Write out each line exactly as it stands, please.

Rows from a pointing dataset
• • •

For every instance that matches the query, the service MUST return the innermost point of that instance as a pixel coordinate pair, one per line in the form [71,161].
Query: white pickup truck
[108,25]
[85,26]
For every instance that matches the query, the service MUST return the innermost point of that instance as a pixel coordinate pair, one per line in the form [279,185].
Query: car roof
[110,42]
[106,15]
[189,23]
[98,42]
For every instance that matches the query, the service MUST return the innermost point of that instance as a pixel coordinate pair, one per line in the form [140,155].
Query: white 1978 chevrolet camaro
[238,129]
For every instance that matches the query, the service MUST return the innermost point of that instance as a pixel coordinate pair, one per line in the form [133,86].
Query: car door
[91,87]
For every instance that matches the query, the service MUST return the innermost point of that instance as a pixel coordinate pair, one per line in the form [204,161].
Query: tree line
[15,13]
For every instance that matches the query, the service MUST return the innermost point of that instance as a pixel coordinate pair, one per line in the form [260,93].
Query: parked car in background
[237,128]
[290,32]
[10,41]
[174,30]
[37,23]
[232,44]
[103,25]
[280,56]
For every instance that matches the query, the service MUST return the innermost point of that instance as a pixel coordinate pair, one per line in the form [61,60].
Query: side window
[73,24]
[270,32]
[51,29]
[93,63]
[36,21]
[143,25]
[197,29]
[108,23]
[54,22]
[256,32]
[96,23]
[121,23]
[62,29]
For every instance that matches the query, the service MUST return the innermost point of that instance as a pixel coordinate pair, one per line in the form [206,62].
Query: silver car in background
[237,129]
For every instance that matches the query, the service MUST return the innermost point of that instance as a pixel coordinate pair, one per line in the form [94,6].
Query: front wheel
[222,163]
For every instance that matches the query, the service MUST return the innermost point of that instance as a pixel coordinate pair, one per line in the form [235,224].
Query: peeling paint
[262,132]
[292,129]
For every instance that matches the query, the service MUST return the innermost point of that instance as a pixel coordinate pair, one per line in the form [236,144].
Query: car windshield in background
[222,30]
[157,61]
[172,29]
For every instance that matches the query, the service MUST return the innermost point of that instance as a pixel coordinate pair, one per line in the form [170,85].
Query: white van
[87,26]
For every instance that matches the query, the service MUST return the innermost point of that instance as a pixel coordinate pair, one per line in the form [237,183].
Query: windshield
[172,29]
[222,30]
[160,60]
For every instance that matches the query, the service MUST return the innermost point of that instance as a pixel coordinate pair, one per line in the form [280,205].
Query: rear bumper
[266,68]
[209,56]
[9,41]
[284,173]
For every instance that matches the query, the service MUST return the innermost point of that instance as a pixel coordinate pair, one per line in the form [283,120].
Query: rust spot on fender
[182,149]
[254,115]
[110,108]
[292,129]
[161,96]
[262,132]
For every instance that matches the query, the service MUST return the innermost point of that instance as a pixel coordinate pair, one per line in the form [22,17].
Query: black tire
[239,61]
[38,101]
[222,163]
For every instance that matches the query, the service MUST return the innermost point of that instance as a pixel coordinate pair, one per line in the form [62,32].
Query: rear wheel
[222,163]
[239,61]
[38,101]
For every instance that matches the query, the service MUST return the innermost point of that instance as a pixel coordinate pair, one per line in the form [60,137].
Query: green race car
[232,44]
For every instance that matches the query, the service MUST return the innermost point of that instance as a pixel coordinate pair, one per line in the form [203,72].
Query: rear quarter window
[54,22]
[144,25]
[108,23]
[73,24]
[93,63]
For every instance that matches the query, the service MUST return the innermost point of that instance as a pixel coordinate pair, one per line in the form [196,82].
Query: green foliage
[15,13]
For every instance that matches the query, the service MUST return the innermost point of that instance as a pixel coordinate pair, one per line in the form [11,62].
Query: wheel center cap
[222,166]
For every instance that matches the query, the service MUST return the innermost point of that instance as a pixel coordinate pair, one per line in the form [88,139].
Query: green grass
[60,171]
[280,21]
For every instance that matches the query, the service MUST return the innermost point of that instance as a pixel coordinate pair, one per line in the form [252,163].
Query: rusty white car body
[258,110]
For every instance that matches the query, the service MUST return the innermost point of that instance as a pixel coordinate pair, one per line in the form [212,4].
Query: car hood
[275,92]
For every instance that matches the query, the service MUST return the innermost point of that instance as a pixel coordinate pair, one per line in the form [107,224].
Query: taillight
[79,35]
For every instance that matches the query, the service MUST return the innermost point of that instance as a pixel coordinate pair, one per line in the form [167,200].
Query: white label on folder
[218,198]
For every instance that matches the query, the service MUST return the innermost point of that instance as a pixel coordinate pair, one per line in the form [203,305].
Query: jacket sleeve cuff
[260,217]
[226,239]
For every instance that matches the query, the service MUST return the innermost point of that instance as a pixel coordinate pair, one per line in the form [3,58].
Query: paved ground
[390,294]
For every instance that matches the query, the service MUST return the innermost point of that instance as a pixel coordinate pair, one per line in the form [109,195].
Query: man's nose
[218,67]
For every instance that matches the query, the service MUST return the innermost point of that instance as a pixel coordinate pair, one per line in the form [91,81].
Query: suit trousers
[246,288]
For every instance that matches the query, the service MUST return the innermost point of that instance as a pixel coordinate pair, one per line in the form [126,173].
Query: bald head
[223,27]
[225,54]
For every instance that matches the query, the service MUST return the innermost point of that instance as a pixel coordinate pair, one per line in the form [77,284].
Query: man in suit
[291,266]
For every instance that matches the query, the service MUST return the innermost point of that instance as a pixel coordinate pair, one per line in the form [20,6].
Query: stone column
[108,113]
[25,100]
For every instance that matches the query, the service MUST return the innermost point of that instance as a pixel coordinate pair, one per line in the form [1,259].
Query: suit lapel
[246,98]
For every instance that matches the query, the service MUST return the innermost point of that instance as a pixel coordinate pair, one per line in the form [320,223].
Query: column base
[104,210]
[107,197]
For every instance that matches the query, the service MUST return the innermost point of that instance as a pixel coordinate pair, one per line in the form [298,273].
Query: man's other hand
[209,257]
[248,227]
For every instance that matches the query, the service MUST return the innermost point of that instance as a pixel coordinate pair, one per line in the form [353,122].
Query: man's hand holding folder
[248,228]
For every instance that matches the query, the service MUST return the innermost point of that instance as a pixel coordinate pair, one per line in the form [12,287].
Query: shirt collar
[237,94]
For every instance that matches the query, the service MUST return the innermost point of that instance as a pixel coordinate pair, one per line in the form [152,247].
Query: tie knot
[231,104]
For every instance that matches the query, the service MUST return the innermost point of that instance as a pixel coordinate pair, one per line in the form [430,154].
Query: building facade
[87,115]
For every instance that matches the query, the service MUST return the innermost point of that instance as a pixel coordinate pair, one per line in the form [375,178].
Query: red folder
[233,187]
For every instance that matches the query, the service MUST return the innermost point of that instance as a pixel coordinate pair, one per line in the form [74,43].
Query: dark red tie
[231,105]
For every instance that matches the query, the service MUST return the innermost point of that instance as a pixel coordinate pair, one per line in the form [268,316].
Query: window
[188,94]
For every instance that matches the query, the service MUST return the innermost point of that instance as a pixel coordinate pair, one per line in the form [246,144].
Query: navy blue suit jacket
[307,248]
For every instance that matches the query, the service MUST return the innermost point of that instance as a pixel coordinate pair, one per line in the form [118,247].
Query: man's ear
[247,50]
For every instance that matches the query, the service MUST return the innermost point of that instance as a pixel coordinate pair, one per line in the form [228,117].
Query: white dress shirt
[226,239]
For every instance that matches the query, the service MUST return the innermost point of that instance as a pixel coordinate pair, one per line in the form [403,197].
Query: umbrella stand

• • •

Full solution:
For every instance that matches the query, the service MUST return the innermost point of that instance as a pixel coordinate pair, one per line in the form [71,161].
Query: white pickup truck
[108,25]
[85,26]
For every instance that matches the query, the service MUST return the innermost point of that instance as a pixel coordinate pair, one per line in the form [279,185].
Query: car roof
[110,42]
[106,15]
[189,23]
[98,42]
For every instance that matches the query, the service MUST return the innermost point of that instance as a pixel coordinate pair, one per line in the form [140,155].
Query: white 1978 chevrolet camaro
[238,129]
For every instance that matches the query, the service MUST return the innermost point of that instance as a pixel coordinate pair, one per line in the form [133,86].
Query: car door
[91,87]
For every instance that matches the query, the service MUST return the innermost point of that instance as a pixel coordinate pair, one per line in the form [204,161].
Query: tree line
[15,13]
For every instance that matches the query, the service MUST return the innermost point of that instance as a pixel coordinate pair, one per line in the form [260,93].
Query: parked car in background
[237,128]
[290,32]
[10,41]
[174,30]
[37,23]
[232,44]
[103,25]
[280,56]
For every instance that matches the query, the service MUST return the innermost point of that instance as a pixel coordinate pair, one per line in the form [61,60].
Query: side window
[73,24]
[270,32]
[51,29]
[93,63]
[36,21]
[143,25]
[197,29]
[108,23]
[54,22]
[256,32]
[96,23]
[121,23]
[62,29]
For every instance that matches the query, the service MUST return the innermost point of that instance as a pixel coordinate pair, one per line in the form [206,62].
Query: silver car in background
[237,129]
For every instance that matches the query, the service MUST return the innermost point of that instance as a pixel coordinate pair, one per line in the form [94,6].
Query: front wheel
[222,163]
For every instance that matches the query, the service MUST return the innermost point of that instance as a pixel coordinate pair, one per line in the form [235,224].
Query: peeling paint
[262,132]
[292,129]
For every instance that matches the query, the service MUST return the innermost point of that instance as a pixel coordinate pair, one per line in the form [236,144].
Query: car windshield in background
[222,30]
[157,61]
[172,29]
For every instance that matches the query, the service MUST return the innermost point of that instance as a pixel coordinate pair, one per line in the form [170,85].
Query: white van
[87,26]
For every instance that matches the query, the service MUST return the innermost point of that instance as a pixel coordinate pair, one per line in the form [237,183].
Query: windshield
[172,29]
[222,30]
[160,60]
For every instance that matches the query, the service MUST return the innermost point of that instance as a pixel coordinate pair, one per line in the form [280,205].
Query: rear bumper
[266,68]
[209,56]
[9,41]
[284,173]
For every instance that matches the query, the service MUST return the innermost point of that instance as a pixel coordinate pair, one per line in the form [283,120].
Query: rust spot on fender
[182,149]
[254,115]
[110,108]
[292,129]
[161,96]
[262,132]
For every instance that matches the query, the service MUST return the innermost point of that instance as a pixel coordinate pair, one per line in the form [22,17].
Query: black tire
[239,61]
[38,101]
[222,163]
For every instance that matches the query, the service MUST return the innermost point of that instance as a pixel coordinate pair, one per line in the form [62,32].
Query: rear wheel
[222,163]
[239,61]
[38,101]
For every instance that matches the query, the service MUST return the innermost point of that instance as a pixel coordinate pair, one per line in the form [60,137].
Query: green race car
[232,44]
For every instance that matches the query, the service MUST return the innermost point of that instance as a pixel coordinate pair, one per line in the form [203,72].
Query: rear quarter window
[54,22]
[144,25]
[108,23]
[73,24]
[93,63]
For every instance that matches the query, the service MUST return the innermost point of that instance as a pixel coordinate pair, one per line in the form [196,82].
Query: green foliage
[15,13]
For every instance that matches the query, the service MUST return the innermost point of that instance as a pixel coordinate pair, one per line in the form [11,62].
Query: wheel center cap
[222,166]
For every instance that matches the query, the service MUST return the innermost point of that instance as a pixel coordinate pair, one per line in the form [88,139].
Query: green grass
[60,171]
[280,21]
For every instance that matches the query, the service MUST return the innermost point of that instance as a pixel coordinate pair, one per line in the form [252,163].
Query: rusty white car body
[258,110]
For every instance that matches the query, the service MUST return the innermost point of that instance as a pixel coordinate pair, one per line in the form [212,4].
Query: car hood
[275,92]
For every instance that matches the query, the service MUST return the innermost point of that instance as a pixel coordinate pair, one per line in the form [107,224].
Query: taillight
[79,35]
For every instance that matches the query, the service MUST return the innermost point of that instance as a pixel coordinate pair, one per line in the form [167,200].
Query: white label on folder
[218,198]
For every instance that matches the query, the service MUST return the innermost point of that instance as a pixel coordinate pair, one per line in the form [203,305].
Query: jacket sleeve cuff
[260,217]
[226,239]
For every instance that matches the query, the service MUST return the innermost point of that instance as a pixel coordinate pair, one per line in the form [3,58].
Query: paved ground
[390,294]
For every instance that matches the query, the service MUST return the innermost point of that instance as a pixel coordinate pair, one per line in the form [109,195].
Query: man's nose
[218,67]
For every instance that matches the query, the service MUST return the innermost point of that instance as a pixel coordinate pair, one per line in the form [91,81].
Query: suit trousers
[246,288]
For every instance that matches the query, the service MUST return the innermost point of that instance as a pixel coordinate pair, one per line in the form [126,173].
Query: bald head
[223,27]
[225,54]
For every instance that matches the query, the service MUST return the innermost point of that instance as a pixel coordinate pair, one per line in the form [77,284].
Query: man in suit
[291,266]
For every instance that matches the query, the service MUST return the innermost point of that instance as a pixel coordinate pair, one per line in the form [20,6].
Query: stone column
[108,113]
[25,100]
For every instance that matches the query, the service MUST return the innermost point of that instance as a pixel coordinate pair, one per line in the form [1,259].
Query: suit lapel
[246,98]
For every instance that matches the query, the service MUST return the innermost point of that instance as a pixel coordinate pair, one per line in the form [320,223].
Query: column base
[104,210]
[107,197]
For every instance that matches the query, the service MUST return the innermost point of that instance as a pixel coordinate pair, one per line in the form [298,273].
Query: man's other hand
[209,257]
[248,227]
For every instance that matches the query, the service MUST return the innermost point of that instance as a pixel coordinate pair, one per line in the form [353,122].
Query: man's hand holding folder
[248,228]
For every instance that matches the query, the service MUST return the innermost point of that instance as a pixel coordinate pair, one per line in the form [12,287].
Query: shirt collar
[237,94]
For every instance that matches the query, the service MUST return the innermost point of that instance as a pixel coordinate pair, one per line in the form [152,247].
Query: tie knot
[231,104]
For every instance that matches the query, the service MUST return the innermost point of that instance as a pixel coordinate pair, one per line in the form [430,154].
Query: building facade
[87,115]
For every instance that matches the query, the service MUST return the innermost point of that instance as a pixel coordinate pair, one per line in the form [375,178].
Query: red folder
[233,187]
For every instance that matches the query, the service MUST return the innermost point of that instance as a pixel coordinate pair, one per line in the form [74,43].
Query: dark red tie
[231,105]
For every instance that matches the query, the service MUST return the innermost point of that instance as a pixel coordinate pair, one per line in the form [268,316].
Query: window
[188,94]
For every instance that matches the query, the service MUST return the innermost point of that instance as a pixel coordinate pair, one per line in the form [246,144].
Query: navy blue suit jacket
[307,248]
For every instance that matches the query, the service MUST return the innermost point of that instance as a pixel coordinate pair, one per line in the form [118,247].
Query: man's ear
[247,50]
For every instance that matches the query, the service MUST return the innermost point of that instance as a pixel coordinate pair, one per line in the form [228,117].
Query: white dress shirt
[226,239]
For every instance that matches the query, the service MUST return the innermost point of that instance as a pixel coordinate pair, one per line in the form [403,197].
Query: umbrella stand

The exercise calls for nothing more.